━━━ AVAILABLE DATA ━━━

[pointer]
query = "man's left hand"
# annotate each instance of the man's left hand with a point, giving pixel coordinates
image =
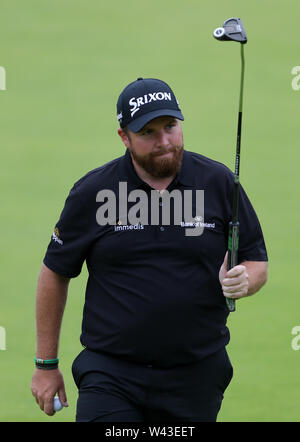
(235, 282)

━━━
━━━ AVAILABLE DATA ━━━

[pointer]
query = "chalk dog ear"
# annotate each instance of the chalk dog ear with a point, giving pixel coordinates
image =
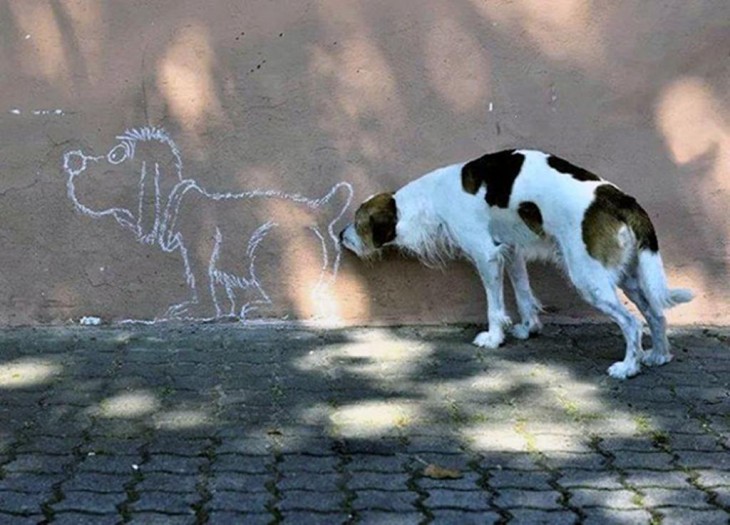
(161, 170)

━━━
━━━ AVAILABLE DATA ━━━

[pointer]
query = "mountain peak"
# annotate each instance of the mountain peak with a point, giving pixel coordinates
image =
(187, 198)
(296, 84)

━━━

■ REQUIREMENT:
In the entries above, count the lines that include "hand" and write nothing but that number.

■ TASK RESPONSE:
2